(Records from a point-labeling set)

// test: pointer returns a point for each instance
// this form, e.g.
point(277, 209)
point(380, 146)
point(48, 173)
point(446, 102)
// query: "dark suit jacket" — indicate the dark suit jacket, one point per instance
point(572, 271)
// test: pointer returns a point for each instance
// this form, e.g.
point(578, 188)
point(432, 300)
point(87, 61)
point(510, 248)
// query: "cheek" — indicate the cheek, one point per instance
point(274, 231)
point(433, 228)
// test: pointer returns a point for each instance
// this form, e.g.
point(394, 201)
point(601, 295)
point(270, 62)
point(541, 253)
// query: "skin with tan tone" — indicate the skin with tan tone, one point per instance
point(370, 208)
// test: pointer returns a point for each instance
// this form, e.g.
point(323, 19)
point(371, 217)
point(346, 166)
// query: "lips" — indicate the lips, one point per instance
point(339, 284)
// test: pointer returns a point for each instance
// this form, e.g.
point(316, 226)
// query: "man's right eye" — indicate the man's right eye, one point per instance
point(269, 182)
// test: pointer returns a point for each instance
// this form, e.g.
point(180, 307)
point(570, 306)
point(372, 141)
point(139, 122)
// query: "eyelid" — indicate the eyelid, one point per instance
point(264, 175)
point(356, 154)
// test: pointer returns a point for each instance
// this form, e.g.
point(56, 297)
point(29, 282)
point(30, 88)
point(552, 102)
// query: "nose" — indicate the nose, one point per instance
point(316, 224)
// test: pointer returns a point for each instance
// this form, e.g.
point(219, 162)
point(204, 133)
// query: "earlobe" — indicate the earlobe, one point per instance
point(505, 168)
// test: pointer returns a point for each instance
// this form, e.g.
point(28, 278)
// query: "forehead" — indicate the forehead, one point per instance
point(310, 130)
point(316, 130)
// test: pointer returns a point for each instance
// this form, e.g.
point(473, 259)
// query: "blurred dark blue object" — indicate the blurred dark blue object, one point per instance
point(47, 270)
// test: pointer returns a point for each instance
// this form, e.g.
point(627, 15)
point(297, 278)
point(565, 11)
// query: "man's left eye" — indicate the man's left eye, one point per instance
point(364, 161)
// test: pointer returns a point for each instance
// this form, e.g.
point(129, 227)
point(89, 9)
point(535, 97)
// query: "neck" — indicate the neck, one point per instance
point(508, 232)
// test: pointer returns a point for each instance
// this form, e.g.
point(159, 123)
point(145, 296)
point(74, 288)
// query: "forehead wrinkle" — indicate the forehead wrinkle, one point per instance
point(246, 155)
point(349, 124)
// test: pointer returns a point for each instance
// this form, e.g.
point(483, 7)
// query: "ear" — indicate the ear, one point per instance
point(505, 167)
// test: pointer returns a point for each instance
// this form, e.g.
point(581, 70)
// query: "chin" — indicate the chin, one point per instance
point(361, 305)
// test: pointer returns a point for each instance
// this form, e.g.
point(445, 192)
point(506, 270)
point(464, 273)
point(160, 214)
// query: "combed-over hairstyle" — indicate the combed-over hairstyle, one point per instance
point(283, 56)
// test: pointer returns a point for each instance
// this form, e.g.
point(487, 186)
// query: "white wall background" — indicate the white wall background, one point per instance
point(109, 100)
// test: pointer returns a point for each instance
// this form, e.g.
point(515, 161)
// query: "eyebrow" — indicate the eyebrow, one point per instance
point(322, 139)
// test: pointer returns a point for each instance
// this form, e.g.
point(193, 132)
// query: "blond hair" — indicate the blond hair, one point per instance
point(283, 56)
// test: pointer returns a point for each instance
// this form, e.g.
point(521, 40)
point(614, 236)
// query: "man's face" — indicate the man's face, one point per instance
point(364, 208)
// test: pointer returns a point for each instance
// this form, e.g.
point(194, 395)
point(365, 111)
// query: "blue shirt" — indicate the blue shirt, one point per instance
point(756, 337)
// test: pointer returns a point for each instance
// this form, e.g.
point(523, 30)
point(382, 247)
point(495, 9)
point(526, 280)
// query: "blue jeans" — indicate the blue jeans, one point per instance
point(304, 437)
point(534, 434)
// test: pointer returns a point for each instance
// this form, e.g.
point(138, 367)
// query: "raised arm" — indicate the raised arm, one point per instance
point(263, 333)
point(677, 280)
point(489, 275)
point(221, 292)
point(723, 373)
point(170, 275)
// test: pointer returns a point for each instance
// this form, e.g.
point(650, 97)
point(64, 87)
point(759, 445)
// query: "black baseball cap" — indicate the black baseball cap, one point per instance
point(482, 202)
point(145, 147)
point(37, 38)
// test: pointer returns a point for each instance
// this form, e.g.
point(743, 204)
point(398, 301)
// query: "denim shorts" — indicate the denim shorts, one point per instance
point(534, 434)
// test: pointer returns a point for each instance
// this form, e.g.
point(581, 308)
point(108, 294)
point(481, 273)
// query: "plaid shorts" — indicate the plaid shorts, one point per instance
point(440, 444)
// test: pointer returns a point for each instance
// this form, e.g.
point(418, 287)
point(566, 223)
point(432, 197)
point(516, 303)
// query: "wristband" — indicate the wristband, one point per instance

#### WORK TO BE COMPLETED
Rewrite these lines as a numbered list, with any blank lines dropped.

#### RESULT BELOW
1. // test: pointer returns a point for each instance
2. // this form, e.g.
3. point(277, 209)
4. point(380, 146)
5. point(48, 173)
6. point(446, 102)
7. // query: "dark suit jacket" — indicate the dark suit jacket, one point per instance
8. point(572, 271)
9. // test: pointer returns a point for each instance
10. // this form, e.g.
11. point(578, 188)
12. point(432, 300)
13. point(87, 61)
14. point(510, 248)
15. // query: "cheek" — indicate the cheek, one point per instance
16. point(274, 231)
17. point(433, 228)
18. // test: pointer returns a point for each instance
19. // this form, e.g.
20. point(394, 201)
21. point(601, 295)
22. point(270, 62)
23. point(541, 253)
24. // query: "skin with tan tone" — indicate the skin with tan tone, one point per instance
25. point(370, 208)
26. // test: pointer returns a point for each instance
27. // this form, e.g.
28. point(323, 19)
29. point(371, 217)
30. point(346, 166)
31. // query: "lips" — indicate the lips, one point per instance
32. point(339, 284)
33. // test: pointer returns a point for each instance
34. // this form, e.g.
35. point(316, 226)
36. // query: "man's right eye" — indicate the man's right eye, one point per instance
37. point(269, 182)
38. // test: pointer returns a point for each instance
39. // this form, e.g.
40. point(180, 307)
41. point(570, 306)
42. point(372, 141)
43. point(139, 122)
44. // query: "eyelid" — indicate the eyelid, one point per instance
45. point(264, 175)
46. point(356, 154)
47. // test: pointer returns a point for each instance
48. // this form, e.g.
49. point(56, 297)
50. point(29, 282)
51. point(30, 88)
52. point(552, 102)
53. // query: "nose" — indicate the nose, one point per instance
54. point(316, 224)
55. // test: pointer returns a point for each instance
56. // this form, e.g.
57. point(219, 162)
58. point(204, 133)
59. // query: "earlobe" — indicate the earlobe, one point per instance
60. point(505, 168)
61. // test: pointer returns a point for each instance
62. // this form, e.g.
63. point(28, 278)
64. // query: "forehead" — indicate the forehead, one point per instance
65. point(310, 130)
66. point(316, 130)
67. // test: pointer returns a point for each instance
68. // this form, e.g.
69. point(473, 259)
70. // query: "blurred dark blue object" — indicate the blurred dark blue object, one point per instance
71. point(47, 270)
72. // test: pointer returns a point for each instance
73. // this form, e.g.
74. point(627, 15)
75. point(297, 278)
76. point(565, 11)
77. // query: "man's left eye" — indicate the man's left eye, one point per instance
78. point(364, 161)
79. // test: pointer returns a point for each instance
80. // this form, e.g.
81. point(129, 227)
82. point(89, 9)
83. point(535, 97)
84. // query: "neck" — indicate the neck, one point per instance
85. point(508, 232)
86. // test: pointer returns a point for each instance
87. // this form, e.g.
88. point(159, 123)
89. point(145, 296)
90. point(74, 288)
91. // query: "forehead wrinkle" — indicate the forehead wrinkle, one point per instance
92. point(246, 155)
93. point(349, 124)
94. // test: pointer returns a point for each instance
95. // this form, e.g.
96. point(483, 7)
97. // query: "ear" — indicate the ear, one point per instance
98. point(505, 167)
99. // test: pointer returns a point for each instance
100. // this form, e.g.
101. point(581, 70)
102. // query: "chin" — indicate the chin, one point per instance
103. point(361, 305)
104. // test: pointer returns a point for each instance
105. // this form, e.g.
106. point(445, 192)
107. point(506, 270)
108. point(464, 273)
109. point(160, 214)
110. // query: "combed-over hairstyle" — indicate the combed-over hairstyle, one point per instance
111. point(283, 56)
112. // test: pointer returns a point for each instance
113. // this form, e.g.
114. point(487, 186)
115. // query: "white wall background" — indicate the white wall background, one point per instance
116. point(109, 100)
117. // test: pointer returns a point for each instance
118. // this form, e.g.
119. point(515, 161)
120. // query: "eyebrow" — indicate the eyebrow, one point per instance
121. point(322, 139)
122. // test: pointer returns a point for each instance
123. // this form, e.g.
124. point(193, 132)
125. // query: "blond hair" — indicate the blond hair, one point per instance
126. point(283, 56)
127. // test: pointer returns a point for each instance
128. // this form, e.g.
129. point(521, 40)
130. point(614, 236)
131. // query: "man's face" — indicate the man's face, one point per instance
132. point(364, 208)
133. // test: pointer returns a point for each instance
134. // this form, e.g.
135. point(194, 395)
136. point(365, 111)
137. // query: "blue shirt" — indicate the blue shirt, one point per instance
138. point(756, 337)
139. // test: pointer returns a point for each instance
140. // this form, e.g.
141. point(523, 30)
142. point(382, 247)
143. point(495, 9)
144. point(526, 280)
145. // query: "blue jeans" — indicate the blue jeans, one point per instance
146. point(304, 437)
147. point(534, 434)
148. // test: pointer returns a point for each instance
149. // this form, e.g.
150. point(138, 367)
151. // query: "raised arm" — indicate the raised arm, one point per instance
152. point(263, 333)
153. point(677, 280)
154. point(489, 275)
155. point(221, 292)
156. point(723, 373)
157. point(170, 275)
158. // test: pointer returns a point for each instance
159. // this form, e.g.
160. point(650, 97)
161. point(64, 87)
162. point(759, 445)
163. // query: "black baseball cap" — indicate the black baseball cap, one point per instance
164. point(482, 202)
165. point(145, 147)
166. point(37, 38)
167. // test: pointer returns a point for each instance
168. // this form, e.g.
169. point(743, 204)
170. point(398, 301)
171. // query: "denim shorts" — indicate the denim shorts, one point per instance
172. point(534, 434)
173. // test: pointer returns a point for each instance
174. // this form, e.g.
175. point(581, 308)
176. point(108, 294)
177. point(481, 273)
178. // query: "plaid shorts" — indicate the plaid shorts, one point per instance
179. point(440, 444)
180. // test: pointer returns a point for each instance
181. // this form, e.g.
182. point(418, 287)
183. point(566, 223)
184. point(432, 197)
185. point(516, 303)
186. // query: "wristband" — indicate the wristband, one point per instance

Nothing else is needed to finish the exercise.